— START OF Task material —
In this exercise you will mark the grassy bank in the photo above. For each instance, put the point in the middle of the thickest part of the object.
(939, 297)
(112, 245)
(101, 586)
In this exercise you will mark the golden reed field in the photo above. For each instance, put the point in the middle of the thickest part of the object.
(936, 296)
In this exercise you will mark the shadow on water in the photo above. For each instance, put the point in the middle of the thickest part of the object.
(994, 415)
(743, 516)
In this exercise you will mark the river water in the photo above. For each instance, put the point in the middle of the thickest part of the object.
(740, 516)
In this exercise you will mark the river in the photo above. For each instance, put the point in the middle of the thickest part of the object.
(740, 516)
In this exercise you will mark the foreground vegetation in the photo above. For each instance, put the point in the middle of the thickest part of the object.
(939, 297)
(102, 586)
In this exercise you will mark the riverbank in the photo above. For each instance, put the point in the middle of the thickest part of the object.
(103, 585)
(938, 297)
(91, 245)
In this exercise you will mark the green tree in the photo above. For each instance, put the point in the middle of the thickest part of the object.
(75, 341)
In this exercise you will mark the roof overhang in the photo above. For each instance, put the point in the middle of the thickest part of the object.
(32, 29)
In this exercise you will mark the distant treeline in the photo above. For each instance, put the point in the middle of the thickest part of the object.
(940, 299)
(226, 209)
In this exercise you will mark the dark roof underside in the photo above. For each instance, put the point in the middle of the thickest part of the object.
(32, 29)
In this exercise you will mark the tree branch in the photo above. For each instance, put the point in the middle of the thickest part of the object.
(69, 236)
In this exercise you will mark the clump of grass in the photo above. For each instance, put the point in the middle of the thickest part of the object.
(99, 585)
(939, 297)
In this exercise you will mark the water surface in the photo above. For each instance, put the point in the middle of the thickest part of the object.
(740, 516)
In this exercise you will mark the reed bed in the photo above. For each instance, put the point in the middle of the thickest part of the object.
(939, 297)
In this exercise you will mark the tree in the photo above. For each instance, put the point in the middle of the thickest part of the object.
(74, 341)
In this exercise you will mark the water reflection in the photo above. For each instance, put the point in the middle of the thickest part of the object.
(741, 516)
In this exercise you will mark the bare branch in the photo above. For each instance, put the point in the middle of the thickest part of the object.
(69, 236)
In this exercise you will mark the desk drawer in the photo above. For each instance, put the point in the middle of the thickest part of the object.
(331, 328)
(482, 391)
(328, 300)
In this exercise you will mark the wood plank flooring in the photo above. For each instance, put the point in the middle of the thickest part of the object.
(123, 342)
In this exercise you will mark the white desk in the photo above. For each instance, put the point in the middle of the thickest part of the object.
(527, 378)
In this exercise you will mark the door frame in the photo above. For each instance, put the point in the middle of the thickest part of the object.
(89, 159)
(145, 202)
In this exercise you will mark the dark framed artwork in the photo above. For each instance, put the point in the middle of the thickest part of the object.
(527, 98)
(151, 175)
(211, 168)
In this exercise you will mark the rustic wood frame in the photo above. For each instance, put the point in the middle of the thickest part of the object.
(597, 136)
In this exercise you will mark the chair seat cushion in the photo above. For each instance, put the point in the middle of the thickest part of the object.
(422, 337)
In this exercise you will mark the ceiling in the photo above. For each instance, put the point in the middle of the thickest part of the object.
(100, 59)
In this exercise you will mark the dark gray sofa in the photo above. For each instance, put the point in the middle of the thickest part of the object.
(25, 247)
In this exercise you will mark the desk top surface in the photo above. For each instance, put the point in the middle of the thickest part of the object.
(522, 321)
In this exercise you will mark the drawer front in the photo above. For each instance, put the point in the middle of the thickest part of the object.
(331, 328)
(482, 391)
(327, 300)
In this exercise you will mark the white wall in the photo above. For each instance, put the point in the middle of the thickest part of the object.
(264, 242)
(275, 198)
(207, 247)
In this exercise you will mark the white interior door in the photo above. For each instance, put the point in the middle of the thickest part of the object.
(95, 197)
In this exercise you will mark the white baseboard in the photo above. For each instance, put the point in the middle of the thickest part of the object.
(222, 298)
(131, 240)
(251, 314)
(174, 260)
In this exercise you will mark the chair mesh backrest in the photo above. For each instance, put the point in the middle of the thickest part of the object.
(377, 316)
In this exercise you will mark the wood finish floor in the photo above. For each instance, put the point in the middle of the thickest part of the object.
— END OF Task material —
_What you have to do_: Copy out each line exactly as written.

_Answer in full_:
In this exercise you will mark the grassy bank in the photo above. For each instance, put the point in the middle of the thickest part of the object.
(939, 297)
(112, 245)
(101, 586)
In this exercise you will mark the golden reed field in the photo above. For each instance, put the point in the middle of the thickest part of the object.
(936, 296)
In this exercise you will mark the shadow on water in the photo above. For each instance, put the point in the middle of the thickest part of the object.
(994, 415)
(743, 516)
In this exercise you will mark the river water in the photo above. For each instance, put the point in the middle of the thickest part of the object.
(740, 516)
In this exercise you will mark the river in the photo above. For each instance, put the point in the middle of the thickest part of the object.
(740, 516)
In this exercise you will mark the foreground vegetation in the photo above. For each instance, put the point in the middle of the thickest part of the object.
(939, 297)
(102, 586)
In this exercise you will mark the riverbank in the photo above. For each instance, put the point in the middle of the thickest part of the object.
(103, 585)
(938, 297)
(91, 245)
In this exercise you will mark the green tree in the photo above. For each instance, put the point in the middle of the thickest part of the object.
(75, 341)
In this exercise you will mark the roof overhang in the photo above. For each instance, put the point in the middle of the thickest part of the object.
(32, 29)
In this exercise you will mark the distant treeline in the photo above. For each instance, put the point in the middle of the thickest part of the object.
(940, 299)
(226, 209)
In this exercise you will mark the dark roof underside in the photo above. For each instance, put the point in the middle of the thickest part of the object.
(32, 29)
In this exercise you will mark the tree branch in the photo above. For each instance, put the point in the middle of the thickest part of the object.
(69, 236)
In this exercise you will mark the clump of grass in the photo above. For each instance, put the point in the middle of the thickest part of the object.
(99, 585)
(939, 297)
In this exercise you will mark the water surface in the photo above. For each instance, put the point in the middle of the thickest part of the object.
(740, 516)
In this exercise you will mark the reed bed in the photo above. For each instance, put the point in the middle of the thickest part of the object.
(939, 297)
In this exercise you will mark the tree in the photo above. For each instance, put the point in the middle of the thickest part of the object.
(74, 341)
In this exercise you will mark the water reflection in the photo above. For each instance, put the point in the middle of the thickest part of the object.
(741, 516)
In this exercise you will mark the bare branch in the photo above. For each instance, put the point in the middle of the thickest part of the object.
(69, 236)
In this exercise you will mark the desk drawer in the photo above. For each instance, put the point in the middle of the thickest part of the object.
(331, 328)
(482, 391)
(328, 300)
In this exercise you will mark the wood plank flooring in the photo above. For each instance, put the point in the middle of the thickest part of the object.
(123, 342)
In this exercise you will mark the white desk in the photo above. For each instance, put the point in the middle of the thickest part of the object.
(527, 378)
In this exercise you will mark the door frame in the photo above. For each instance, put the point in the middle of the thickest part of the object.
(89, 159)
(145, 202)
In this exercise you will mark the dark framed artwork in the photo above. For each instance, put the point in the middle of the thickest part of the object.
(527, 98)
(151, 175)
(211, 168)
In this exercise you will mark the rustic wood frame in the photo above. For each instance, put the point in the middle of the thickest part of the object.
(597, 136)
In this exercise you will mark the chair seat cushion in the photo above. For each instance, put the point in the middle of the thickest part of the object.
(422, 337)
In this exercise you will mark the ceiling in the photo above. For each instance, put the point in the middle of the thickest part of the object.
(100, 59)
In this exercise you will mark the dark gray sofa in the photo above. For each instance, put the point in the middle of the thickest part of the object.
(25, 247)
In this exercise you will mark the desk top surface in the photo above. For each instance, put the point in the middle of the thickest part of the object.
(522, 321)
In this exercise you will mark the drawer front in the photo above. For each instance, put the point in the middle of the thickest part of the object.
(331, 328)
(482, 391)
(327, 300)
In this exercise you will mark the white wall in the photo above. For each instance, put the point in the middle of the thickest part of the object.
(264, 242)
(275, 198)
(207, 247)
In this exercise you will mark the white interior door in the photo above. For each instance, put the point in the middle of the thickest part of the object.
(95, 197)
In this exercise you will mark the white baseboard in the photo above. For each instance, put the point in the middle of the thickest part of the object.
(222, 298)
(131, 240)
(251, 314)
(174, 260)
In this exercise you will mark the chair mesh backrest in the photo above. For each instance, put the point in the middle of the thickest part of the object.
(377, 316)
In this exercise you will mark the wood finish floor in the photo above. For each instance, put the point in the middle of the thickest part of the object.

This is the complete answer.